Collected data
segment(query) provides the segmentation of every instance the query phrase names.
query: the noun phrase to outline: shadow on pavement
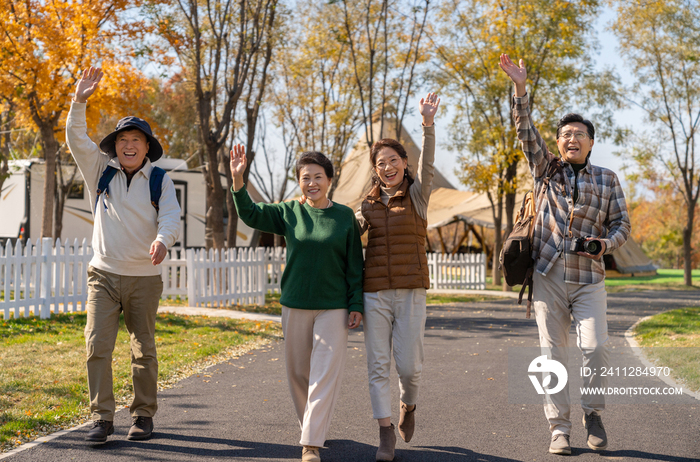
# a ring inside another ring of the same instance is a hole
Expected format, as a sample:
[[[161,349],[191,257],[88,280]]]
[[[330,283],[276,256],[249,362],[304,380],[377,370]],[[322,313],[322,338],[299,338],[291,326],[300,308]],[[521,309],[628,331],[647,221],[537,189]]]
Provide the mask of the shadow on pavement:
[[[353,462],[374,460],[377,447],[351,440],[328,440],[327,449],[321,450],[323,462]],[[411,449],[396,449],[394,462],[516,462],[489,454],[481,454],[455,446],[414,446]]]
[[[178,445],[176,443],[178,440],[186,441],[187,444]],[[140,453],[150,453],[156,460],[167,460],[162,457],[168,453],[189,454],[198,458],[241,458],[242,460],[301,458],[301,446],[297,445],[208,438],[162,431],[157,434],[154,432],[153,438],[147,441],[110,440],[107,443],[92,446],[94,451],[107,453],[119,450],[129,453],[134,449]],[[161,454],[161,459],[158,459],[158,453]]]
[[[572,456],[582,456],[584,454],[595,454],[604,459],[617,460],[664,460],[668,462],[697,462],[698,459],[691,457],[669,456],[667,454],[654,454],[651,452],[635,451],[624,449],[621,451],[593,451],[588,448],[571,448]]]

## WHAT IS EXPECTED
Transcribe every entry above exactly. Omit all pictures.

## EXERCISE SOLUTION
segment(query) provides the segmentation of every instance the query phrase names.
query: the noun phrase to outline: shadow on pavement
# a ring inside another ring of the same instance is a hole
Expected format, as a sample:
[[[161,349],[191,257],[88,280]]]
[[[330,283],[276,256],[249,362],[304,380],[377,370]],[[322,313],[322,338],[299,338],[291,326],[300,308]],[[521,309],[628,331],[647,221],[537,189]]]
Provide the mask of the shadow on pavement:
[[[353,462],[374,460],[377,447],[351,440],[328,440],[327,449],[321,450],[323,462]],[[411,449],[396,449],[394,462],[516,462],[489,454],[481,454],[455,446],[414,446]]]
[[[178,445],[176,443],[178,440],[186,441],[187,444]],[[140,453],[150,453],[156,460],[167,460],[162,457],[168,453],[189,454],[198,458],[241,458],[242,460],[301,458],[301,446],[297,445],[208,438],[162,431],[157,434],[154,432],[153,438],[147,441],[110,440],[107,443],[92,446],[94,451],[107,453],[119,450],[129,453],[134,449]],[[161,454],[161,459],[158,459],[158,453]]]
[[[572,456],[582,456],[584,454],[595,454],[604,459],[617,460],[664,460],[668,462],[697,462],[698,459],[691,457],[669,456],[667,454],[654,454],[651,452],[635,451],[624,449],[621,451],[593,451],[588,448],[571,448]]]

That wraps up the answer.